> [TEKS BACAAN]:
>>>

Hal yang berubah dari pemikiran atau perilaku saya setelah mempelajari modul ini adalah terjadinya perubahan dalam pola pikir saya terhadap siswa dan pembelajaran.

Saya sangat optimis ada mimpi dan cita cita dalam benak setiap anak saat mendatangi sekolah. Saya percaya murid punya inisiatif belajar meski tidak disuruh guru. Ternyata niat murid ke sekolah tidak sama, ada yang ingin menggapai cita-citanya ada juga yang mereka datang ke sekolah karena rutinitas semata bahkan ada juga hanya sebatas untuk uang jajan atau mendapatkan teman pribadi. Guru harus mengenal keberagaman dari peserta didik. Menuntun dan memotivasi murid menemani perjalanan menuju cita-citanya menjadi manusia unggul.

Siswa seharusnya diposisikan sebagai subjek pendidikan yang memegang peranan penting terhadap jalannya pembelajaran. Guru sebagai fasilitator yang mengarahkan siswa belajar sesuai potensi, minat, bakat, dan cara belajarnya.

Pembelajaran hendaknya dilaksanakan dengan cara ‘among’, yakni menuntun potensi anak berdasarkan budaya.

Pembelajaran dilaksanakan bukan dengan tuntutan kepada anak, tetapi dengan memberikan kebebasan kepada anak untuk belajar sesuai kebutuhannya sehingga tercipta kemerdekaan belajar. Ketercapain kurikulum harus dicapai tanpa membatasi kemerdekaan belajar siswa.

Sebaiknya kita sebagai guru harus melakukan asessmen diagnostik awal untuk mengetahui kebutuhan siswa, profil siswa, gaya belajar siswa, metode belajar seperti apa yang mereka inginkan, sehingga kita sebagai guru dapat merancang pembelajaran yang tepat dan sesuai dengan yang dibutuhkan siswa.

Pembelajaran seharusnya dilaksanakan dengan berbagai cara, model, atau metode, seperti kooperatif learning, inquiri, discovery, problem based learning, maupun project based learning, serta menggunakan berbagai sumber belajar, seperti lingkungan, surat kabar, majalah, narasumber, maupun internet.

<<<

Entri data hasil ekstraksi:
>>>

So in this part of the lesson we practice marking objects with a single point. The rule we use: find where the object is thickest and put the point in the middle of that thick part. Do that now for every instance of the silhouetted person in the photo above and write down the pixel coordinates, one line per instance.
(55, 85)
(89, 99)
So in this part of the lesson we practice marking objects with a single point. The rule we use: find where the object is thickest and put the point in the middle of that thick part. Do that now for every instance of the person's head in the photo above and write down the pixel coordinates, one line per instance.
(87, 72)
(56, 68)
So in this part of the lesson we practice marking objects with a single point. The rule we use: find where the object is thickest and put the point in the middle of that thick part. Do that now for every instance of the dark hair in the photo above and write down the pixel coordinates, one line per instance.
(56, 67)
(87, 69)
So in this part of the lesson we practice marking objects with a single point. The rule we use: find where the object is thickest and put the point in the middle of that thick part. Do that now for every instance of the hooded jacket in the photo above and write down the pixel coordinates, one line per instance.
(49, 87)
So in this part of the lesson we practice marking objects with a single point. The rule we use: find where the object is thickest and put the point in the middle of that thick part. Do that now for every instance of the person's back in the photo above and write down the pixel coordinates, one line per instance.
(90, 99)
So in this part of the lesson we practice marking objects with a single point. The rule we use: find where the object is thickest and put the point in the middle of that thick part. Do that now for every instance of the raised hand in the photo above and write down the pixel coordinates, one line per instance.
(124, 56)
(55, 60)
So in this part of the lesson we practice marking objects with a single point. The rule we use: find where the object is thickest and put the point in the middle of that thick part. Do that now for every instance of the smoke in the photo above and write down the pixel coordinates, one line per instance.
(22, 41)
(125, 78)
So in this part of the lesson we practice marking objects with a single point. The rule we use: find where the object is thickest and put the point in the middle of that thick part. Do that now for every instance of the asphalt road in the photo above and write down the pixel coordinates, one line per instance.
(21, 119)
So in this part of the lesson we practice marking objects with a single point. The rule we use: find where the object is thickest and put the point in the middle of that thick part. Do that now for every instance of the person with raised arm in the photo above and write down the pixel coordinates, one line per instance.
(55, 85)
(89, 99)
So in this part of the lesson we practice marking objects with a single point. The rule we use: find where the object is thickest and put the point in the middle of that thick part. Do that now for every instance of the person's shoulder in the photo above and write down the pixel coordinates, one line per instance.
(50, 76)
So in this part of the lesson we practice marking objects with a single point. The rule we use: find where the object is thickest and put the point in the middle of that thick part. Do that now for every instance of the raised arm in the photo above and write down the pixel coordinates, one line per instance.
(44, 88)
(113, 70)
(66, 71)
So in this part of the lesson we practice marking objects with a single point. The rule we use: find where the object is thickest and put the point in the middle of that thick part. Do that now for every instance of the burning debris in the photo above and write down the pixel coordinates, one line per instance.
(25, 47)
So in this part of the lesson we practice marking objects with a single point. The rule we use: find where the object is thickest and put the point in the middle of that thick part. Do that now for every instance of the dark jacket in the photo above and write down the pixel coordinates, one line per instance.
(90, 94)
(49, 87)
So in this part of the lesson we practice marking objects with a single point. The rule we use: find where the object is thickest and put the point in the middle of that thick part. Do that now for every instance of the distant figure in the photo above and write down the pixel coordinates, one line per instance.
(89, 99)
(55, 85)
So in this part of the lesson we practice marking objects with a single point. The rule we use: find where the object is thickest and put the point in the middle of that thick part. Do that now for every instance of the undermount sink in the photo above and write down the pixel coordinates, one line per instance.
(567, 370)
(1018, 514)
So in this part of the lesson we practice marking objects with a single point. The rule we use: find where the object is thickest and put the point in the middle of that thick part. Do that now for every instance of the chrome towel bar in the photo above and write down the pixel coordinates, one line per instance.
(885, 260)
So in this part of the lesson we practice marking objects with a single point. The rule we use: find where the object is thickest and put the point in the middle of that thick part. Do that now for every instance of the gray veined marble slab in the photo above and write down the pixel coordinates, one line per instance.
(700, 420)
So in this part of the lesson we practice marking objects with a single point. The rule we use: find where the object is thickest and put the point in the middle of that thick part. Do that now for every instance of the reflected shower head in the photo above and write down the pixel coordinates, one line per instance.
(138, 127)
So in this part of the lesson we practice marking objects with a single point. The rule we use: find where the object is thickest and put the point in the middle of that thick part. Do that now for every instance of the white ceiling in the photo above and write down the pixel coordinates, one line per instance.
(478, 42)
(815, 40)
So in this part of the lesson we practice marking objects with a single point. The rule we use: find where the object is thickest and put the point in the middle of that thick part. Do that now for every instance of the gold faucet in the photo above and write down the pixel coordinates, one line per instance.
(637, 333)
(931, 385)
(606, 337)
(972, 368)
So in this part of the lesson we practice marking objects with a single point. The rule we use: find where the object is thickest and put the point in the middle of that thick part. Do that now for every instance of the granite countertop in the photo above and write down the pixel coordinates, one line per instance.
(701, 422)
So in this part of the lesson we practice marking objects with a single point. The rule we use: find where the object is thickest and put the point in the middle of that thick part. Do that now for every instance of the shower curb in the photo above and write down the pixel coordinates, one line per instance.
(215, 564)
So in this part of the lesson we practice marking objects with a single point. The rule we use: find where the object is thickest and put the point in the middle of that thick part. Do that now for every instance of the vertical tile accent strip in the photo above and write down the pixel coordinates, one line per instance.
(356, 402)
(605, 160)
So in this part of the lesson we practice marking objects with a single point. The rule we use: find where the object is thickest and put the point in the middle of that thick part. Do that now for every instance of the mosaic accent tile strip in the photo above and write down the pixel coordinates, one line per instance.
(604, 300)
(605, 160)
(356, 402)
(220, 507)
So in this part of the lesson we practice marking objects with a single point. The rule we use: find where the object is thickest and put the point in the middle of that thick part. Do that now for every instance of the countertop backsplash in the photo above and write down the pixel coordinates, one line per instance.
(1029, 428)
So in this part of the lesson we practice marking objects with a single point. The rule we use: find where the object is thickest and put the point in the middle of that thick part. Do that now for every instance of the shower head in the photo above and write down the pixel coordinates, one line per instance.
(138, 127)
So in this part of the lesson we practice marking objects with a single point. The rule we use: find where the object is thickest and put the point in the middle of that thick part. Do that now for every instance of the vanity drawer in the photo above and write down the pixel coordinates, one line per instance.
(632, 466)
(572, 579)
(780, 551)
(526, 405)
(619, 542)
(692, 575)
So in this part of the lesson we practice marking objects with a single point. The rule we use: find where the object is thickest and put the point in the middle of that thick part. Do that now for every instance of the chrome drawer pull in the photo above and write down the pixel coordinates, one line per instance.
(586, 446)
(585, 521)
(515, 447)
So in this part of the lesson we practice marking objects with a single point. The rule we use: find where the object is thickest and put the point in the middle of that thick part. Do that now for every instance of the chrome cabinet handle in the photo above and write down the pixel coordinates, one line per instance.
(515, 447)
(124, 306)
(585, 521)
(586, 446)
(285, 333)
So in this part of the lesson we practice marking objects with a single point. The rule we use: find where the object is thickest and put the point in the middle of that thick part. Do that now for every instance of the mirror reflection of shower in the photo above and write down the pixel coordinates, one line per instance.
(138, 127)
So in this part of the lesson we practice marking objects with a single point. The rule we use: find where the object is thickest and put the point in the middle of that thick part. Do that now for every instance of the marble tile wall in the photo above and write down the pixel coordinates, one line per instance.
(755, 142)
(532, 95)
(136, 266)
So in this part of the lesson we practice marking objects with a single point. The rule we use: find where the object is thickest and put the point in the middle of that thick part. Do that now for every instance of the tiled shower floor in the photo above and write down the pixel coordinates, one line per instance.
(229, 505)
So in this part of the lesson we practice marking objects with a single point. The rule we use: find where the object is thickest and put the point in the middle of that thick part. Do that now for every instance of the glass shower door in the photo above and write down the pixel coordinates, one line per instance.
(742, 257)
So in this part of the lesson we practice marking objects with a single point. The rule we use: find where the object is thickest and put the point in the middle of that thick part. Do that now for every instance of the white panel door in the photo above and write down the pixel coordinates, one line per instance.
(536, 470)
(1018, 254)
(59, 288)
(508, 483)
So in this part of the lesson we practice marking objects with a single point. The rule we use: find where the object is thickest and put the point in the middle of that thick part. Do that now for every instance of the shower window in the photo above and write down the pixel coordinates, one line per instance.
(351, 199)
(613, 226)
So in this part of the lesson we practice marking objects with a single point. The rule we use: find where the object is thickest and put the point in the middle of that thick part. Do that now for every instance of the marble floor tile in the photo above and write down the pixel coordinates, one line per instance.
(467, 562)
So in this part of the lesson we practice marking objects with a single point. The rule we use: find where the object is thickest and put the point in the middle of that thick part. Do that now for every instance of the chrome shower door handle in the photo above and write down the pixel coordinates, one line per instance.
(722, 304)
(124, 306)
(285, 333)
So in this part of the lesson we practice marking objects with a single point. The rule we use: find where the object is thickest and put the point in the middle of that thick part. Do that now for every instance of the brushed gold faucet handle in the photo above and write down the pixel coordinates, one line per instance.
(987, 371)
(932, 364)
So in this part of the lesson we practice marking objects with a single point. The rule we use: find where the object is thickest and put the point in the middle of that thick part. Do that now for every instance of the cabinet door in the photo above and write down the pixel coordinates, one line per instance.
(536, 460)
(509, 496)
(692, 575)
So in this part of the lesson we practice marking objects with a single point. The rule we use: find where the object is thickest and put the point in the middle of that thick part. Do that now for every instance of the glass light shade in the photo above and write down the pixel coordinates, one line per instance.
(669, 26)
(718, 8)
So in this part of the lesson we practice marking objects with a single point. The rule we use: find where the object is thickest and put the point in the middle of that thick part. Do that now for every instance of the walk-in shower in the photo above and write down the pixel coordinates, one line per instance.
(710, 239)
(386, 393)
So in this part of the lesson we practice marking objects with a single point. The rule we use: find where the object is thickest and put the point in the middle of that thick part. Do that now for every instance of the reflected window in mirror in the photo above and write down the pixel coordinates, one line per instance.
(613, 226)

<<<

> [PETUNJUK TUGAS]:
Tuliskan lanjutan teks tentang perubahan pola pikir guru terhadap siswa dan pembelajaran, mulai setelah kalimat terakhirnya. Catatan-catatan tadi tidak perlu dipakai.

> [KOLOM JAWABAN]:
Proses pembelajaran dilaksanakan untuk mengembangkan semua potensi anak, baik budi pekerti, pikiran, maupun tubuhnya agar menjadi anak yang selamat dan bahagia.

Sebagai guru, saya harus memberikan keteladanan kepada siswa, dalam hal sikap, penampilan, kemandirian, disiplin, gotong royong, dan kolaborasi dalam menyelesaikan masalah.

Tugas kita sebagai pendidik adalah menuntun, membimbing peserta didik dalam mencari dan menemukan konsep-konsep teori dan membantu mereka menerapkan konsep dan teori yang sudah mereka pelajari dalam kehidupannya sehingga anak-anak atau peserta didik tidak kehilangan arah dan membahayakan hidupnya.


3) Apa yang bisa segera saya terapkan lebih baik agar kelas saya mencerminkan pemikiran Ki Hadjar Dewantara?

Hal yang pertama saya lakukan adalah berliterasi. Ibarat seorang petani maka saya harus berliterasi tentang tehnik menanam dan menghasilkan tanaman yang berkualitas. Melalui Pendidikan Guru Penggerak ini, saya akan banyak belajar tentang berbagai teknik pembelajaran yang sesuai filosofi pendidikan KHD baik melalui LMS, Instruktur, Fasilitator, Guru Pendamping maupun rekan-rekan CGP lainnya.

Sebagai pendidik, saya harus bisa menjadi tauladan, bersikap dan berpenampilan yang baik, mampu memberi semangat serta memberi dorongan dalam menanamkan pendidikan karakter meliputi: kedisiplinan dan kerjasama, tolong menolong dalam setiap kegiatan yang ada disekolah.

Menumbunhkembangkan pendidikan karakter peserta didik dengan pembiasaan seperti mengawali aktifitas pembelajaran dengan berdoa, saling menghargai pendapat ketika berdiskusi, memberikan kata-kata positif untuk teman sebangku/sekelas, memberikan pujian, menyampaikan permohonaan maaf jika melakukan kesalahan baik sengaja maupun tidak dan terakhir membudayakan budaya lokal untuk mentransformasikan pendidikan karakter peserta didik.

Untuk mengetahui karakteristik siswa, saya akan melakukan asesmen diagnosis mengenai potensi, minat, bakat, dan cara belajar siswa.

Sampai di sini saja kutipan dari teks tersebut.